<<<<

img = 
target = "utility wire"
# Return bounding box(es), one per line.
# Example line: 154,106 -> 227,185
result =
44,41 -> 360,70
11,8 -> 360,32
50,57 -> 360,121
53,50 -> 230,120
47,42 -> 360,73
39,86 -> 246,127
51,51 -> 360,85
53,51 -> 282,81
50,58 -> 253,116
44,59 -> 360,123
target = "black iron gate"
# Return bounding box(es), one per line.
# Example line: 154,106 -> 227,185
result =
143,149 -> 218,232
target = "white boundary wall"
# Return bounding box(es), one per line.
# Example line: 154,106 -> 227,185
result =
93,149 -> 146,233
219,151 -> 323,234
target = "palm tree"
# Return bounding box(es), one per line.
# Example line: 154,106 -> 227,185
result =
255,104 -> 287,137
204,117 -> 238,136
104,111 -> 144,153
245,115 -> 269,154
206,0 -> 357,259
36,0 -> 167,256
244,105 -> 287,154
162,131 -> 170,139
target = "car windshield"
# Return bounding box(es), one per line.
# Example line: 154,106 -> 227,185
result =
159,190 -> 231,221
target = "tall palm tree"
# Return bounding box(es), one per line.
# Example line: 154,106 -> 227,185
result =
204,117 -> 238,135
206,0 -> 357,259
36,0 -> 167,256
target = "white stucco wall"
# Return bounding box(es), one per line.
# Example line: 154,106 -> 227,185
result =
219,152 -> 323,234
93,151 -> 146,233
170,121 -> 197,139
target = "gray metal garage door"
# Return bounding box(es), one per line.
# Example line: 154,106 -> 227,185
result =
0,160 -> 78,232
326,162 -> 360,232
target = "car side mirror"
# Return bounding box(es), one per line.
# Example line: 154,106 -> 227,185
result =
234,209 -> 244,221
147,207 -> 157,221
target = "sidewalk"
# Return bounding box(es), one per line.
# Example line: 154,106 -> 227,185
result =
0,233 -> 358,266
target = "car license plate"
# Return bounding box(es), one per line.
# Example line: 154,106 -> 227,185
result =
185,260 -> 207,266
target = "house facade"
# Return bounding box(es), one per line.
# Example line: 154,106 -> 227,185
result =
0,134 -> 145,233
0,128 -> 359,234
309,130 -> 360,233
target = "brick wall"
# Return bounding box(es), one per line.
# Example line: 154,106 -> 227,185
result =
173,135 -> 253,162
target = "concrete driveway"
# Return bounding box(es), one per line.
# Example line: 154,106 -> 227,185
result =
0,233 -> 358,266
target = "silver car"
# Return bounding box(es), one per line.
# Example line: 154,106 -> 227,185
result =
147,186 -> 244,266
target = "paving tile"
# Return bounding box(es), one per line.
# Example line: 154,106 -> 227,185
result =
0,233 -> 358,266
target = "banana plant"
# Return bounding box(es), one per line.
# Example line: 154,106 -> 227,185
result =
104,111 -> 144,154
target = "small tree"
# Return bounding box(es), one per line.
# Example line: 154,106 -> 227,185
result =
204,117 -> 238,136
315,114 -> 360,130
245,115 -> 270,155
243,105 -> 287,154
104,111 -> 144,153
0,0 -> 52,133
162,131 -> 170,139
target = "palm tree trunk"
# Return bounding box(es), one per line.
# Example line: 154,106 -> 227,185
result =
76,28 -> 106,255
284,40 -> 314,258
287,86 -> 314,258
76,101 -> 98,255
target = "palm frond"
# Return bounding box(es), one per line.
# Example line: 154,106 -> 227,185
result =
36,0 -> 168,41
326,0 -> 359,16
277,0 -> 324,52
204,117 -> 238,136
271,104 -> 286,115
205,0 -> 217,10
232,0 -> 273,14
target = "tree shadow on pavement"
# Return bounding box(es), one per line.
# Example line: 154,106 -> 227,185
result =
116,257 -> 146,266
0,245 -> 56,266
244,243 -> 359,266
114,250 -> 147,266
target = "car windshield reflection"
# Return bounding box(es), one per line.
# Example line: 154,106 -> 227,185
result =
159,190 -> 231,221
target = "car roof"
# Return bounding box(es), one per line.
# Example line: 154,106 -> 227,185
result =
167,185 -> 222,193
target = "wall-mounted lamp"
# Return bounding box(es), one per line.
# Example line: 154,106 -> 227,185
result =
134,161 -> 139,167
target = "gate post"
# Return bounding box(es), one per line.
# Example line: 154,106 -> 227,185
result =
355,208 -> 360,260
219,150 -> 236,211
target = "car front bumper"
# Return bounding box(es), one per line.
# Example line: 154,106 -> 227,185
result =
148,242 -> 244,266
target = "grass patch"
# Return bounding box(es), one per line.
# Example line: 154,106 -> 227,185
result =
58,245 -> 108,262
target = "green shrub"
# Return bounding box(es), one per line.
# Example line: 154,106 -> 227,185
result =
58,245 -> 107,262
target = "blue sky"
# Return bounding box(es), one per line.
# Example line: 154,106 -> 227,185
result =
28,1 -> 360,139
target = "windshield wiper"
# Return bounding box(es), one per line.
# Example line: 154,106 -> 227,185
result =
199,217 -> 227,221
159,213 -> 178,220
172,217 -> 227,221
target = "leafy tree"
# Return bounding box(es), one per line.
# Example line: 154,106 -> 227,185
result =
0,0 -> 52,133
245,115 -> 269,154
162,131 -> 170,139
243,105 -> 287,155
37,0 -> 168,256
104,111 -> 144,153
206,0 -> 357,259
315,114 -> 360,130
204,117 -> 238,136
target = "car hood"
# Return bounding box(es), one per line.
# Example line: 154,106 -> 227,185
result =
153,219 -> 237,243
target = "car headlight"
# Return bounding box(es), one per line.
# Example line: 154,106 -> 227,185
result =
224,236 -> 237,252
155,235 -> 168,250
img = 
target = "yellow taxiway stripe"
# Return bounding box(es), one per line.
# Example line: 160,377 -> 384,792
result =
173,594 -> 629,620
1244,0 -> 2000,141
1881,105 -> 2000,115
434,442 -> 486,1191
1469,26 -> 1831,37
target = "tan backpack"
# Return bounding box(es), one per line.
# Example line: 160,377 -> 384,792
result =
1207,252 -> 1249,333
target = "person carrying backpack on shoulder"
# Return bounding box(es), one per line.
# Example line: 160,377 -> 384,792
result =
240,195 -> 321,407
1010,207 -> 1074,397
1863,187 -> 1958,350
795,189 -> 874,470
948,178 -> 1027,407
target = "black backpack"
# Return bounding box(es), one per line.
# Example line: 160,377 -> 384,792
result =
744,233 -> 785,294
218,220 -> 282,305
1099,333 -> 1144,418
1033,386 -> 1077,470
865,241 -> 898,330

>>>>

**TASK DIRECTIONS**. Wherever a line of the data holds "palm", copy that line.

**SOLUTION TO THIS PROBLEM**.
target = "palm tree"
target = "tall palm tree"
target = "palm tree trunk"
target = "palm frond"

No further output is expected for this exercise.